Entries for locating named things:
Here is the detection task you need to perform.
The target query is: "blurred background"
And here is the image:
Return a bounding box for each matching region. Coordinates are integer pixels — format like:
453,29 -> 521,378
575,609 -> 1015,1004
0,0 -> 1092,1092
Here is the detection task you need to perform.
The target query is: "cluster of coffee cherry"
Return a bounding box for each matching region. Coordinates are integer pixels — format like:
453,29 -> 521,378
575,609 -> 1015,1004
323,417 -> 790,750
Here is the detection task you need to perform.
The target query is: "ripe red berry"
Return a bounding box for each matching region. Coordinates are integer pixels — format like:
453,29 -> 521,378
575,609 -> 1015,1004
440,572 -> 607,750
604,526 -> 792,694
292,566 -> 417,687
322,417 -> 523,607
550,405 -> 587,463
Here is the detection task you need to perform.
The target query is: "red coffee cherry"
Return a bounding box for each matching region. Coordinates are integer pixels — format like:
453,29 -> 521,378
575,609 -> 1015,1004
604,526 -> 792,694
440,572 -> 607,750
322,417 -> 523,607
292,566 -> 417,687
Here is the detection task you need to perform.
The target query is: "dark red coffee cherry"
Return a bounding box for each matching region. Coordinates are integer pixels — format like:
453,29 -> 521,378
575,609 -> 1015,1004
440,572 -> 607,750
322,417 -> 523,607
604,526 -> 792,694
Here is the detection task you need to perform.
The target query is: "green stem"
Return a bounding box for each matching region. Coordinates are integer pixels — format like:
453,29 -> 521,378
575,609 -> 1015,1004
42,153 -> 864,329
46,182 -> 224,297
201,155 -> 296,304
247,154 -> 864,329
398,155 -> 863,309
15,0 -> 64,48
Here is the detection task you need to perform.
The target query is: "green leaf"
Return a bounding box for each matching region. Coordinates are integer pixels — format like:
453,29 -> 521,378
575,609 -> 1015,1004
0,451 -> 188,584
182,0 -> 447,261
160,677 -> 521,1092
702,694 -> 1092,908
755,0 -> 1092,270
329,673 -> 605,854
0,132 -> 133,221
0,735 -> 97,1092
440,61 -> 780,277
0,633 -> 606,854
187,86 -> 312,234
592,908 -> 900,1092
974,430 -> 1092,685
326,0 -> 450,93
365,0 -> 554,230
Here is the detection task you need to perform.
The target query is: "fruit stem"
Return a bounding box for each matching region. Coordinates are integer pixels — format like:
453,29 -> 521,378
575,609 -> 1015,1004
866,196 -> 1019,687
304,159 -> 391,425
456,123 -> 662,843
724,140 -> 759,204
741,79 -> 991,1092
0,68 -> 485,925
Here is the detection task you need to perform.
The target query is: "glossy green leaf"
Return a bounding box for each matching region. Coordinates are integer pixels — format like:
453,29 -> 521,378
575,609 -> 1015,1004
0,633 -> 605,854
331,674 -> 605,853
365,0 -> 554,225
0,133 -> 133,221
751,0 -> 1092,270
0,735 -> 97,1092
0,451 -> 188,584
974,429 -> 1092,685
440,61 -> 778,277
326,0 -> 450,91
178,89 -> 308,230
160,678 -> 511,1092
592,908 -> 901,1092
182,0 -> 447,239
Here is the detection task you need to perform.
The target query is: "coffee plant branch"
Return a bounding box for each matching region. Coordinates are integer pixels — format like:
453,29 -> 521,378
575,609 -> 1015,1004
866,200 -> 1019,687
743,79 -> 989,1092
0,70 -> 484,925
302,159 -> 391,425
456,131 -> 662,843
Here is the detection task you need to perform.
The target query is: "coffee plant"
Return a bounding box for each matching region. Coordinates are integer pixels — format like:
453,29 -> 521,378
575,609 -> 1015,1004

_THE EXERCISE_
Render the stretch of the listing from its start through the line containing "550,405 -> 587,463" as a Markdown table with the columns Row and Line, numbering each line and skipping blank lines.

_SOLUTION TO THE EXERCISE_
| Row | Line |
|---|---|
| 1 | Here is the detection task you need to perform. |
| 2 | The target query is: "blurred background" |
| 3 | And here is the image: |
| 4 | Return a bounding box for each matching region. Coordinates are integer pixels — format like: |
| 5 | 453,29 -> 521,378 |
| 6 | 575,609 -> 1015,1004 |
| 7 | 0,0 -> 1092,1092 |
| 8 | Here is the detection task you need to perform. |
| 9 | The target query is: "cluster of coffee cherry" |
| 10 | Return a bounding box for each matching region. Coordinates are integer pixels — format like: |
| 11 | 453,29 -> 521,378 |
| 12 | 575,609 -> 1015,1004 |
| 13 | 323,417 -> 790,750 |
| 14 | Here is the detection task you need to perform. |
| 15 | The target query is: "ripe red berry" |
| 16 | Return a bounding box for each matching region. Coordinates are integer pixels — format like: |
| 17 | 453,29 -> 521,378 |
| 18 | 575,609 -> 1015,1004 |
| 19 | 440,572 -> 607,750 |
| 20 | 604,526 -> 792,694 |
| 21 | 292,566 -> 417,687 |
| 22 | 322,417 -> 523,607 |
| 23 | 550,405 -> 587,463 |